Solicitud escrita 1: Reproduzca literalmente el fragmento del texto sobre el fútbol a puerta cerrada que comienza en las palabras "El fútbol a" y termina después de "afueras de Madrid.".
Solicitud escrita 2: Resuma en dos oraciones el texto sobre el fútbol a puerta cerrada.
Solicitud escrita 3: En el texto sobre el fútbol a puerta cerrada, ¿con qué se compara ese fútbol al parafrasear a Jorge Valdano?

Texto mostrado:
· · · ·
El aficionado al fútbol
¿Habrá fútbol o no habrá fútbol? Pregunta sin resolver. Calendarios que practican la trashumancia. Dirigentes que hacen equilibrismo económico. El fútbol volver, volverá. Pero volverá a puerta cerrada. Sin aficionados. Con la canícula acechando. Futbolistas encarcelados en un gran hermano del balón a los que juzgaremos como césares con el poder de un dedo de nuestra mano.
Eche o que hai.
El fútbol a puerta cerrada es como un descafeinado o como una cerveza sin alcohol. O parafraseando a Jorge Valdano es como hacer el amor con un árbol. Cuando uno ve al Brasil del 70 admira su juego, pero también admira el sol y las sombras del campo, el ambiente, el color y el calor mexicano. Cuando uno ve a la España del 2010 no puede más que palidecer ante la imagen de sillones de plásticos vacíos, negras sombras invernales y un sonido agudo e insoportable llamado vuvuzela. No es lo mismo. Como no es lo mismo una narración viva y veraz con el sonido ambiente de fondo en contraposición a que un atajo de periodistas te cuenten lo mismo que tú estás viendo desde el salón de tu casa. No es lo mismo una tribuna de prensa que el plató televisivo de una nave a las afueras de Madrid.
· · · ·
(Registros de datos de señalamiento)

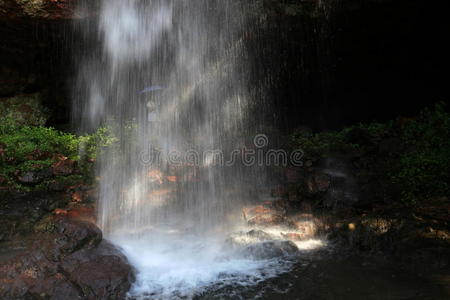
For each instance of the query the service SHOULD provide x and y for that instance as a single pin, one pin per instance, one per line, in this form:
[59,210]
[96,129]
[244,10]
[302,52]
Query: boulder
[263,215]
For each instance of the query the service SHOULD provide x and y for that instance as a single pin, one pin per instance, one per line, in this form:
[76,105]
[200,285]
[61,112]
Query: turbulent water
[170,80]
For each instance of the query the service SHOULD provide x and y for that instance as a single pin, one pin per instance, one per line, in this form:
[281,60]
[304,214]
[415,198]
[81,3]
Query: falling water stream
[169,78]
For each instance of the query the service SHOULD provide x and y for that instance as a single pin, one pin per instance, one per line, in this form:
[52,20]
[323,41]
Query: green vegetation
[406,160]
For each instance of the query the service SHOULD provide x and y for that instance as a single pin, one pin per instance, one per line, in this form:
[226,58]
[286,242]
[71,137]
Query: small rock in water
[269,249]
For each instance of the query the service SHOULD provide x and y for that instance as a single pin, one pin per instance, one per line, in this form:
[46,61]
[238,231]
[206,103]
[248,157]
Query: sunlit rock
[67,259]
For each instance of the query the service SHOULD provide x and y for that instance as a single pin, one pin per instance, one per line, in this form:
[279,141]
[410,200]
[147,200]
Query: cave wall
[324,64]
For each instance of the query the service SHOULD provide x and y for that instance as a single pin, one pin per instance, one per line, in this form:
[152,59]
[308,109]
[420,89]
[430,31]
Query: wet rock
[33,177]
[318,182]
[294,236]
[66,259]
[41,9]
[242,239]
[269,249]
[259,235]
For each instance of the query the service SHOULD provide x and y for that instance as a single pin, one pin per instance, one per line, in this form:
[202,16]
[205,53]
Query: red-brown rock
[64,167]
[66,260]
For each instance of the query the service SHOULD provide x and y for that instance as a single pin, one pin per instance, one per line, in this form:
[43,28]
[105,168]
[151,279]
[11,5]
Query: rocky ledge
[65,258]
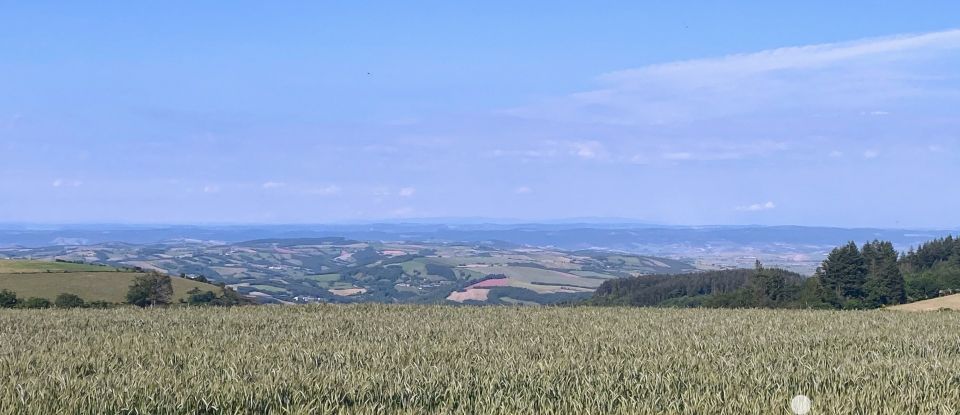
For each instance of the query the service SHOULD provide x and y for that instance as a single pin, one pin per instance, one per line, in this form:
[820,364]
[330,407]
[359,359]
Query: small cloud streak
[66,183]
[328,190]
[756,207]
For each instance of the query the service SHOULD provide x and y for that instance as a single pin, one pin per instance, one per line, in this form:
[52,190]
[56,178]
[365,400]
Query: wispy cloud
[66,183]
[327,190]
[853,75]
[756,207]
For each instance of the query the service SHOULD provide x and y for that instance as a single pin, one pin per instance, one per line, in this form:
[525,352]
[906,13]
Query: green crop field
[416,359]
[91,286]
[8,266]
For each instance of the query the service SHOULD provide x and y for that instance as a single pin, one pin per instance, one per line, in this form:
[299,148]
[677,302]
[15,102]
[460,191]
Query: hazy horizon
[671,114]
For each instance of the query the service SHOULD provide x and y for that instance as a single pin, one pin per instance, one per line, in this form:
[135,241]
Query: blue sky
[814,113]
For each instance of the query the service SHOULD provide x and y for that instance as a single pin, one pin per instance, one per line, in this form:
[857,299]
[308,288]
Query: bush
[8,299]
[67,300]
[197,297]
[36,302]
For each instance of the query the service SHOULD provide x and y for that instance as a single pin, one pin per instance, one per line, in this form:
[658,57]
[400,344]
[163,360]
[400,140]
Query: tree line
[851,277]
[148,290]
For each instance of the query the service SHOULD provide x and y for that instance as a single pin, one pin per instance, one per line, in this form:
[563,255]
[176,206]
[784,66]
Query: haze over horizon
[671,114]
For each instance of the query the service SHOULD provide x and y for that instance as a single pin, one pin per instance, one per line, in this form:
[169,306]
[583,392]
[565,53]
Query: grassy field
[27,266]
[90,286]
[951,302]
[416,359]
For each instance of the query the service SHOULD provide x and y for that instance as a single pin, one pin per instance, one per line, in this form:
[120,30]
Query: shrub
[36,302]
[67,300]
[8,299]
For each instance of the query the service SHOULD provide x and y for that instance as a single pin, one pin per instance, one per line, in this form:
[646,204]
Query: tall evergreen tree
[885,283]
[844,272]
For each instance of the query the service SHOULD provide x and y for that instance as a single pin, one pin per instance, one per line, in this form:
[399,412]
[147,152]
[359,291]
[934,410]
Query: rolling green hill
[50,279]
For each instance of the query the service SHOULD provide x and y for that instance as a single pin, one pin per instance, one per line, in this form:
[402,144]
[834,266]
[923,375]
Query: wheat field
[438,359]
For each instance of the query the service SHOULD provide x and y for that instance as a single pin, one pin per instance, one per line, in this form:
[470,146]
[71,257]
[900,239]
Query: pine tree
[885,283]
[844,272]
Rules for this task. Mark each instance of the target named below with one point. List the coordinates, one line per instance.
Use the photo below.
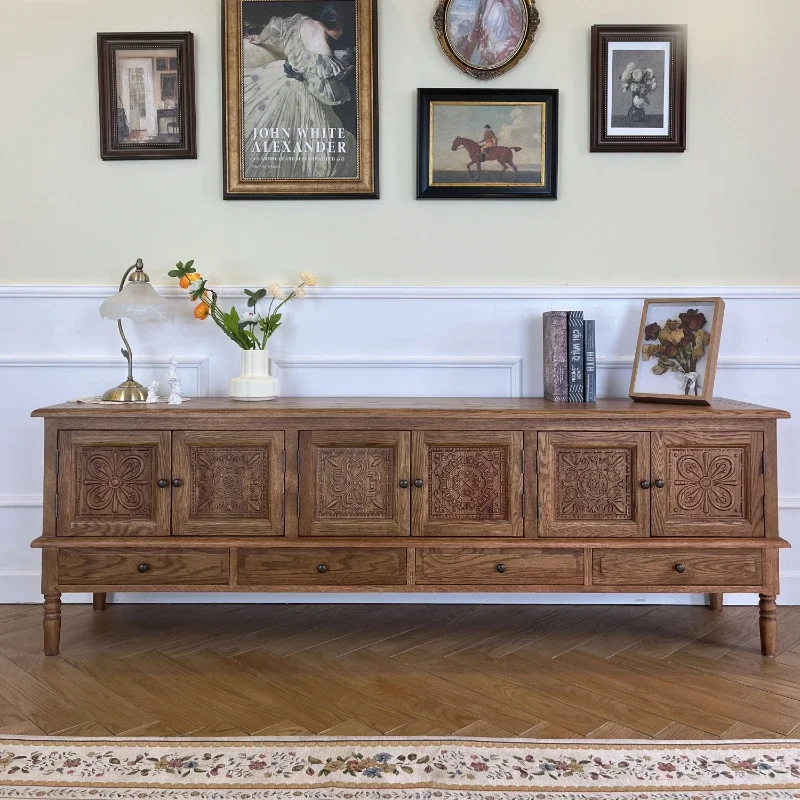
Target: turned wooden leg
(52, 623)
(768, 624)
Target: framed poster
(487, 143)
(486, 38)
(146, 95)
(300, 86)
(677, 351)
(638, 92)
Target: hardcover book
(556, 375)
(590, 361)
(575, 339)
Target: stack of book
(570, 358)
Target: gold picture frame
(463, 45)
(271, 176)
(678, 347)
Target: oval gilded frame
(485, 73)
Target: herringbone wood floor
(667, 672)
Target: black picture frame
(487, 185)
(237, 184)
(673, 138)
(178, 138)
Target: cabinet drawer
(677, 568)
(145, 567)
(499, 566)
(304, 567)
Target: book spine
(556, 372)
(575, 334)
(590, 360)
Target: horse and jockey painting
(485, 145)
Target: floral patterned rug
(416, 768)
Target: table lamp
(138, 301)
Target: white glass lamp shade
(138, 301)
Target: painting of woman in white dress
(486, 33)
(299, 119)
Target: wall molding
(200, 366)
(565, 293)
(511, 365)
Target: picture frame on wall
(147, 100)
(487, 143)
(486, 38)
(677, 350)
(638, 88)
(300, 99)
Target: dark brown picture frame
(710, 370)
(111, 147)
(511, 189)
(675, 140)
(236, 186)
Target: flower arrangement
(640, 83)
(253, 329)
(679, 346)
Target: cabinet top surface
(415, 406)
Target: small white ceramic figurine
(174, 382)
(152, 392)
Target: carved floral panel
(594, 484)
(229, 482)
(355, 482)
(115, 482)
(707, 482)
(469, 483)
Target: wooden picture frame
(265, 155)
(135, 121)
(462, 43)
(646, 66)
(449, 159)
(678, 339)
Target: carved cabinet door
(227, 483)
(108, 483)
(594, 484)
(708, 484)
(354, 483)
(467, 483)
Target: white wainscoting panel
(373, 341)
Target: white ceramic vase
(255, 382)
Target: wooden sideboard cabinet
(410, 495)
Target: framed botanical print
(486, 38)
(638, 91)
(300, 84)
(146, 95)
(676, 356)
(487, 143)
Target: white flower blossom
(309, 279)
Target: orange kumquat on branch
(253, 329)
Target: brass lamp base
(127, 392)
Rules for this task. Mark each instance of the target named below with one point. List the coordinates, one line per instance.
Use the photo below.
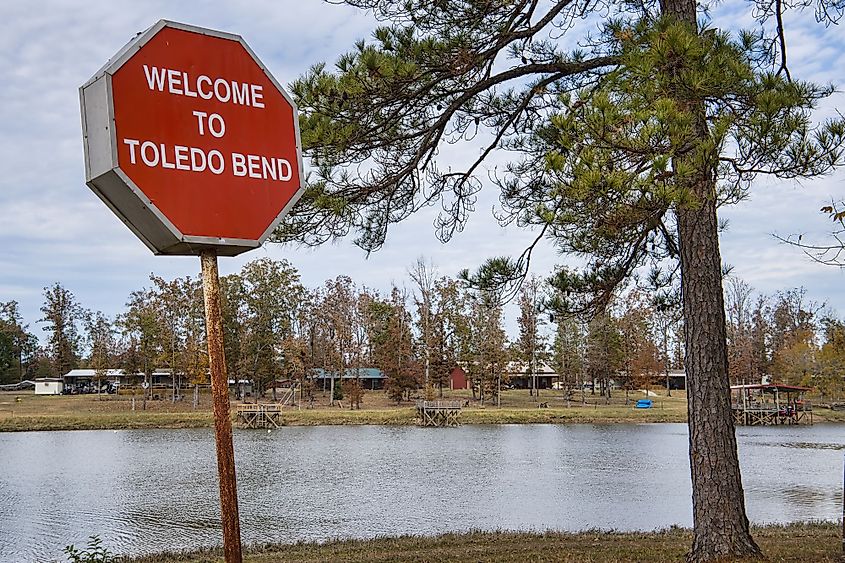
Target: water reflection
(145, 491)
· · · ·
Solución escrita 1:
El fútbol a puerta cerrada es como un descafeinado o como una cerveza sin alcohol. O parafraseando a Jorge Valdano es como hacer el amor con un árbol. Cuando uno ve al Brasil del 70 admira su juego, pero también admira el sol y las sombras del campo, el ambiente, el color y el calor mexicano. Cuando uno ve a la España del 2010 no puede más que palidecer ante la imagen de sillones de plásticos vacíos, negras sombras invernales y un sonido agudo e insoportable llamado vuvuzela. No es lo mismo. Como no es lo mismo una narración viva y veraz con el sonido ambiente de fondo en contraposición a que un atajo de periodistas te cuenten lo mismo que tú estás viendo desde el salón de tu casa. No es lo mismo una tribuna de prensa que el plató televisivo de una nave a las afueras de Madrid.

Solución escrita 2: El texto anuncia que el fútbol volverá, pero a puerta cerrada, sin aficionados y con la canícula acechando. Compara ese fútbol con un descafeinado o una cerveza sin alcohol y afirma que no es lo mismo sin el ambiente del campo ni una narración viva con el sonido ambiente de fondo.

Solución escrita 3: Con hacer el amor con un árbol.